■ **Work task A**
Answer these questions from the thread on in-batch negative training:
(i) According to vlad-karpukhin, does this code use the in-batch negative training trick?
(ii) Which file holds the model code?
(iii) In robinsongh381's example with batch_size=4 and hard_negatives=1, how many contexts are there in total?
■ **Work task B**
Extract the stretch of the thread on in-batch negative training from "Let's assume that" through "and local_ctx_vectors[1], respectively.", copied word for word.

How to use in-batch negative and gold when training? #110

hongyuntw · 2021-03-05T12:11:48Z

as title
paper used in-batch negative and gold when training
but how could i setting these?

somebody can help me? thanks a lot!

vlad-karpukhin · 2021-03-08T17:36:17Z

Hi @hongyuntw ,
Can you elaborate your question please?

hongyuntw · 2021-03-10T02:42:17Z

@vlad-karpukhin

in paper, it mentioned in-batch negative when training
I wonder the code is already use this trick or not !?
because I cant find relative code on this repo
Thanks a lot !

vlad-karpukhin · 2021-03-10T04:34:14Z

Yes, this code uses in-batch negative training trick.

hongyuntw · 2021-03-10T07:31:45Z

@vlad-karpukhin
thanks!
could you tell me which code file should I modify, I want to compare performance between them.
Thank you

vlad-karpukhin · 2021-03-10T17:13:17Z

The training pipeline code with distributed loss calculation is in train_dense_encoder.py
The model code is in dpr/models/biencoder.py

robinsongh381 · 2021-03-16T14:09:51Z

Hi @vlad-karpukhin and @hongyuntw

From my understading, the implementation of in-batch negative sampling and corresponding loss is computed as follows

Let's assume that batch_size=4 and hard_negatives=1
This means that for every iteration we have 4 questions and 1 positive context and 1 hard negative context for each question, having 8 contexts in total.
Then, the local_q_vector and local_ctx_vectors from model_out are of the shape [4, dim] and [8, dim], respectively where dim=768. here
This indicates that the positive context embedding and hard negative embedding for the first question (i.e local_q_vector[0]) are local_ctx_vectors[0] and local_ctx_vectors[1], respectively.

[Stored items]
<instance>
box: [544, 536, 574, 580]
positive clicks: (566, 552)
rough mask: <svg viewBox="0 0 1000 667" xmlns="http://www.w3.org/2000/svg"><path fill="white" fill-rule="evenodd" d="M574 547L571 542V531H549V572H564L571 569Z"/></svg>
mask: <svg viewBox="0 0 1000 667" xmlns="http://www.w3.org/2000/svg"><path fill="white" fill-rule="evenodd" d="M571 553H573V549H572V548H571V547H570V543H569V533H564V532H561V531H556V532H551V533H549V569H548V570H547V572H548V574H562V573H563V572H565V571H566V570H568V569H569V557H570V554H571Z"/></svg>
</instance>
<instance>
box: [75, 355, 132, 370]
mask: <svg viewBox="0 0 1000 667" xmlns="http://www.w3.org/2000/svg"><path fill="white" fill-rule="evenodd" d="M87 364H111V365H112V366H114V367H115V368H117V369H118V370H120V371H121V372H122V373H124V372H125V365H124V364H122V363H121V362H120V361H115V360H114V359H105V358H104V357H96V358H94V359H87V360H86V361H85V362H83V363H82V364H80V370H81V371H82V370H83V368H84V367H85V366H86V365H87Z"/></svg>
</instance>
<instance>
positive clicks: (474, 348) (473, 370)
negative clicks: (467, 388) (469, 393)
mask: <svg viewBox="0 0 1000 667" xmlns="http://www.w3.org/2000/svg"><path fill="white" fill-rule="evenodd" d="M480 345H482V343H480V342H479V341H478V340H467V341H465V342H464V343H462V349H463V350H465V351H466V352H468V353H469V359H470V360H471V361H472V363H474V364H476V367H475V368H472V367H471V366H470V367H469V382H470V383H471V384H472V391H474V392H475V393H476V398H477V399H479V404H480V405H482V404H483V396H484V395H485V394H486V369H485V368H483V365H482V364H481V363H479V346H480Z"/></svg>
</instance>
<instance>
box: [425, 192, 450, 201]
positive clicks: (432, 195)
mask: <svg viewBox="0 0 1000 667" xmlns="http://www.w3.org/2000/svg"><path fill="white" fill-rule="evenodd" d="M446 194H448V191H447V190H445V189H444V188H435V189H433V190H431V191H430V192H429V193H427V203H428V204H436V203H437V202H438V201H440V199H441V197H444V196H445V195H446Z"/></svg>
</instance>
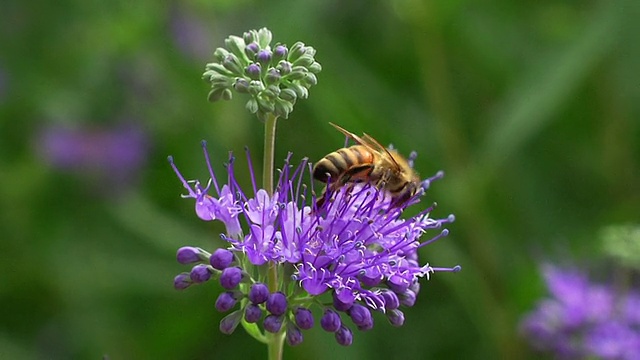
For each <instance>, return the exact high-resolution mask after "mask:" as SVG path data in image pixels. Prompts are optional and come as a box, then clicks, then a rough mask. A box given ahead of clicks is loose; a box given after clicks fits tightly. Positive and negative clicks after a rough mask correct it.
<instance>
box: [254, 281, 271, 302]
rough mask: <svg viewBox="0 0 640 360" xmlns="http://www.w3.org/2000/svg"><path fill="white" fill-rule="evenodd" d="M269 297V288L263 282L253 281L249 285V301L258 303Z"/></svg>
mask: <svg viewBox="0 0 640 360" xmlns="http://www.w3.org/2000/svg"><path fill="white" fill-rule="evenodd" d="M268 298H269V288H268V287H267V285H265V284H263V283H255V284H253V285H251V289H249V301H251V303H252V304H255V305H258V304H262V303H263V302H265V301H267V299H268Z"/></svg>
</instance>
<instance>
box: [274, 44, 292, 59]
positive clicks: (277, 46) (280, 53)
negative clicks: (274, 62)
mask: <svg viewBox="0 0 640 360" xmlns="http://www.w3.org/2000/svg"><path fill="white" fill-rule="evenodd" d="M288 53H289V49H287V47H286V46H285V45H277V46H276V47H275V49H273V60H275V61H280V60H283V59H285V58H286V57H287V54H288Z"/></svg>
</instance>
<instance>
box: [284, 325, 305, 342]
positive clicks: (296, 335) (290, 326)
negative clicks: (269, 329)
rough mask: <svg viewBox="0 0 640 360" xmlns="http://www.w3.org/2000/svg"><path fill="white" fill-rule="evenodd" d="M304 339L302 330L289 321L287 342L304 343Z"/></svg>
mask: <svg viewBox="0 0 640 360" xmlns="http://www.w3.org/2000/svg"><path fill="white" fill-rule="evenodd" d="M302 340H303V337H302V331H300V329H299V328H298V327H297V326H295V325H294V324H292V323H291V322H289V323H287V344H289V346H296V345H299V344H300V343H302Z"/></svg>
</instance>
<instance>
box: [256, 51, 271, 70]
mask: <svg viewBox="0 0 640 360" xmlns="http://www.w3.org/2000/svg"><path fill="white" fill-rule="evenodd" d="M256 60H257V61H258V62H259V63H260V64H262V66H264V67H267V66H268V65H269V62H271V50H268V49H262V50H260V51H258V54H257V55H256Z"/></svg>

* * *

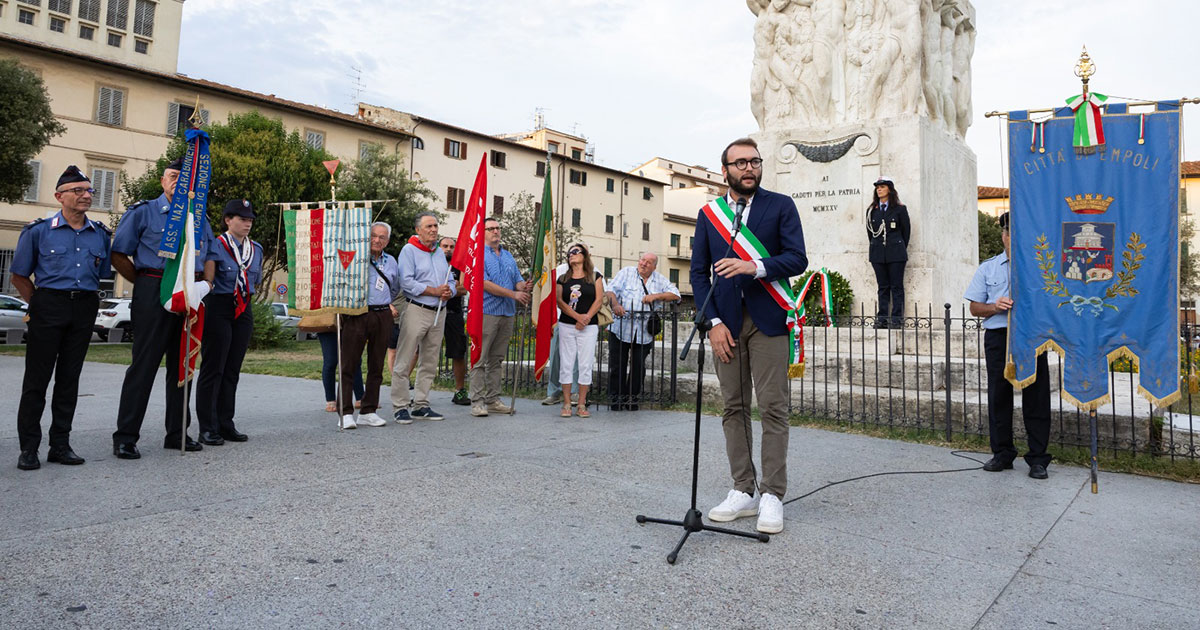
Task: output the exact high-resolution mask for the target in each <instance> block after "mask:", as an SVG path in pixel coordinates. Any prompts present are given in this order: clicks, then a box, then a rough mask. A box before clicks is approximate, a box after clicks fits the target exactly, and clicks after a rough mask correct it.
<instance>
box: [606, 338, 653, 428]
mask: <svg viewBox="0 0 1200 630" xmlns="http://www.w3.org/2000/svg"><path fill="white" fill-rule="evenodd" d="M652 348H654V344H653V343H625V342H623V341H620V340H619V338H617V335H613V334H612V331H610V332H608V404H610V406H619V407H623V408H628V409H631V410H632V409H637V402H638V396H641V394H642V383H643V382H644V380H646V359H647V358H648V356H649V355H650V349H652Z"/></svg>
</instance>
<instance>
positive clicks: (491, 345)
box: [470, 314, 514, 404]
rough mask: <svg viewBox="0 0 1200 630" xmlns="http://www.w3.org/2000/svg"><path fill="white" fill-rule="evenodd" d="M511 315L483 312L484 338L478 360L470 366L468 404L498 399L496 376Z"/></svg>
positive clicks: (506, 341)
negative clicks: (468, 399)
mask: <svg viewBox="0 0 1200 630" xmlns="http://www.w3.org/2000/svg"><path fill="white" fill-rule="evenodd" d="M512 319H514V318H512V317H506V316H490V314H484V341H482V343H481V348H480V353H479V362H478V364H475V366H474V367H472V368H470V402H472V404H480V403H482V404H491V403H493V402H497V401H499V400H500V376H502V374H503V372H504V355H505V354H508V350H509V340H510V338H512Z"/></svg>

■ **Task answer A**
(i) Yes.
(ii) dpr/models/biencoder.py
(iii) 8

■ **Task answer B**
Let's assume that batch_size=4 and hard_negatives=1
This means that for every iteration we have 4 questions and 1 positive context and 1 hard negative context for each question, having 8 contexts in total.
Then, the local_q_vector and local_ctx_vectors from model_out are of the shape [4, dim] and [8, dim], respectively where dim=768. here
This indicates that the positive context embedding and hard negative embedding for the first question (i.e local_q_vector[0]) are local_ctx_vectors[0] and local_ctx_vectors[1], respectively.